**Partes del ejercicio**:
#1 Según el texto sobre los patrones de belleza, ¿para qué periódico se escribió hace años el artículo mencionado al principio?
#2 Devuelve, copiado literalmente, el fragmento del texto sobre los patrones de belleza que empieza con las palabras "El artículo centraba" y termina con "su real emancipación.".

**Texto mostrado**:
____
He aquí un tema, me digo, y entonces recuerdo que hace años escribí, para el periódico Juventud Rebelde, un artículo a propósito de las transformaciones que –en lo que toca a los patrones de belleza– habían tenido lugar en el país desde los años de mi infancia.
El artículo centraba su mirada en las percepciones y sentidos del pelado y peinado del cabello de las personas negras y, sobre esta base, proponía valoraciones en las cuales eran enfrentados el racismo y la libertad, los mecanismos ocultos de la dominación y las batallas de los sujetos en busca de su real emancipación.
Después de aquello escribí otros dos artículos, que entonces no fueron publicados: el primero se proponía analizar las conexiones entre obesidad, belleza y control social; el otro tomaba como motivo el caso de una mujer en Inglaterra que había anunciado en su sitio web personal que dejaba de afeitarse las piernas y que –a partir de entonces– comenzó a recibir decenas (finalmente centenares) de mensajes denigratorios, algunos portadores de amenazas a su integridad física.
____
[Fragmentos de datos de anotación por puntos]
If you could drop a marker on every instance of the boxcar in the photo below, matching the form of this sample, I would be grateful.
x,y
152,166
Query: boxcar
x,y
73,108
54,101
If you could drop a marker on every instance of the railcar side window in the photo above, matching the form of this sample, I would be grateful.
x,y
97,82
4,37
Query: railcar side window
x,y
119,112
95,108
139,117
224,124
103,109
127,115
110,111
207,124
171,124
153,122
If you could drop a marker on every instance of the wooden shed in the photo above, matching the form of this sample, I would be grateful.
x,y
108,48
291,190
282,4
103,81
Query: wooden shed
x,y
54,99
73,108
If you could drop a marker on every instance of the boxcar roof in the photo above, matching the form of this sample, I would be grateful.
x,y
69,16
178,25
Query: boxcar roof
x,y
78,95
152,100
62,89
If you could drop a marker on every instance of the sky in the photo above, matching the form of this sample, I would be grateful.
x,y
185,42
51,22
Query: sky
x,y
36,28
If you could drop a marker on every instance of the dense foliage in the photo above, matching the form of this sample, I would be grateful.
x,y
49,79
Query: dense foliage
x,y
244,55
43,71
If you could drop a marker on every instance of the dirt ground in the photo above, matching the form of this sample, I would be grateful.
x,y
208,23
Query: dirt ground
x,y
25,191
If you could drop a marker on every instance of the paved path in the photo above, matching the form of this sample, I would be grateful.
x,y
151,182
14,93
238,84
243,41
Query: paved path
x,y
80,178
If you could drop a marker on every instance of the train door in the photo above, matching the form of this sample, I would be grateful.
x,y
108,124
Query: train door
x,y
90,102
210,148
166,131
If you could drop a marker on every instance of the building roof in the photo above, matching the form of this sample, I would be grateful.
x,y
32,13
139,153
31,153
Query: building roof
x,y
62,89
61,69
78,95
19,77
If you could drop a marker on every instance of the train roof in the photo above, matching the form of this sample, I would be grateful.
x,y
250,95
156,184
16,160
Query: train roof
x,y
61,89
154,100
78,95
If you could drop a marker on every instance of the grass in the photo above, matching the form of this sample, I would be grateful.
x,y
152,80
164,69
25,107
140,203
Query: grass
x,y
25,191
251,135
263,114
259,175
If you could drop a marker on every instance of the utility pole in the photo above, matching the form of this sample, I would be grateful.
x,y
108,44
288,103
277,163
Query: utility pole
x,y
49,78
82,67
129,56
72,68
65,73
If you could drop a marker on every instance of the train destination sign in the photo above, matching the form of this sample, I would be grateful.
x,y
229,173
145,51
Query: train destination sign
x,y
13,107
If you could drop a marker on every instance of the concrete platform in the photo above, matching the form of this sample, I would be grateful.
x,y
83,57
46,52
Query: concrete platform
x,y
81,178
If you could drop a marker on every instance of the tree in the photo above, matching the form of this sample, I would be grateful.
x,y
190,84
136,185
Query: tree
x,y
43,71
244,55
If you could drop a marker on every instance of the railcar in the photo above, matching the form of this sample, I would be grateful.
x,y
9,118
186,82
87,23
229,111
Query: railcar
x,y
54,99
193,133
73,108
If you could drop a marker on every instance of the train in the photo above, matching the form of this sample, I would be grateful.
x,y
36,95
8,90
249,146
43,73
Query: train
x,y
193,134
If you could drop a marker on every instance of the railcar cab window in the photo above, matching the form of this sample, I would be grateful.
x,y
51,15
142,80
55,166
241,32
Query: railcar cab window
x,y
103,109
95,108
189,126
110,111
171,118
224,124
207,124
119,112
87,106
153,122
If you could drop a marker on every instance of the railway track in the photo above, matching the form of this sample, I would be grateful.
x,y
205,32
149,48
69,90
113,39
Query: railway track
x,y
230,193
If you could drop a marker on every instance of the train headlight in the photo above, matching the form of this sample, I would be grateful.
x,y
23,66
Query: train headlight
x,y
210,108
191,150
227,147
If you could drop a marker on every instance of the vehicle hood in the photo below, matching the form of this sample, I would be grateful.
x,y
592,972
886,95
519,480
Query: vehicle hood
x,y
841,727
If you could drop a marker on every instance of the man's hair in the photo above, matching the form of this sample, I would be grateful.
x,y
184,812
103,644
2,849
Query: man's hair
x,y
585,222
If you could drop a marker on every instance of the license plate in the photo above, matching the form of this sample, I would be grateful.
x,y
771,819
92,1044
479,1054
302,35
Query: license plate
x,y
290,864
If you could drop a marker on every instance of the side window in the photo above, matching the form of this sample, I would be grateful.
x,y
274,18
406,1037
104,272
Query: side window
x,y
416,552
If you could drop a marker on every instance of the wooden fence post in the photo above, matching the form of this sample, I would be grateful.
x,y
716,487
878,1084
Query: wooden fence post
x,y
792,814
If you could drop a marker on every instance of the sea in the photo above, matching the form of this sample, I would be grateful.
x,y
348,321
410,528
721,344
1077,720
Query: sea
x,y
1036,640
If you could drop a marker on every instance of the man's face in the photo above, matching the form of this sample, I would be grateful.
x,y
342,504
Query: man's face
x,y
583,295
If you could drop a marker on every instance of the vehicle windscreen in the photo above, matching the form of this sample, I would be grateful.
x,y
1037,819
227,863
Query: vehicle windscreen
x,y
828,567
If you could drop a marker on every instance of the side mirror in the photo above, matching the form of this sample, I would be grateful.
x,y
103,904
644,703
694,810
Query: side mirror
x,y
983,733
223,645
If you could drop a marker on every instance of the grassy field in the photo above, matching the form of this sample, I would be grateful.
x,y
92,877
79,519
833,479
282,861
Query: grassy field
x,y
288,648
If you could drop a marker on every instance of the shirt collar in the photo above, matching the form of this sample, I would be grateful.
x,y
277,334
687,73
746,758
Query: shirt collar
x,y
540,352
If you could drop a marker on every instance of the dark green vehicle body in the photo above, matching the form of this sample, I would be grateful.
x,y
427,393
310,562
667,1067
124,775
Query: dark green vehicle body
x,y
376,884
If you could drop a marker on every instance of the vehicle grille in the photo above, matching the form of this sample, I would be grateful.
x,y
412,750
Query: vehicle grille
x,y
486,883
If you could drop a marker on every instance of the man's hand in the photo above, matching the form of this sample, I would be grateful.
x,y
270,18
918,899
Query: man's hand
____
**Soluciones a continuación**:
#1 Para el periódico Juventud Rebelde.

#2
El artículo centraba su mirada en las percepciones y sentidos del pelado y peinado del cabello de las personas negras y, sobre esta base, proponía valoraciones en las cuales eran enfrentados el racismo y la libertad, los mecanismos ocultos de la dominación y las batallas de los sujetos en busca de su real emancipación.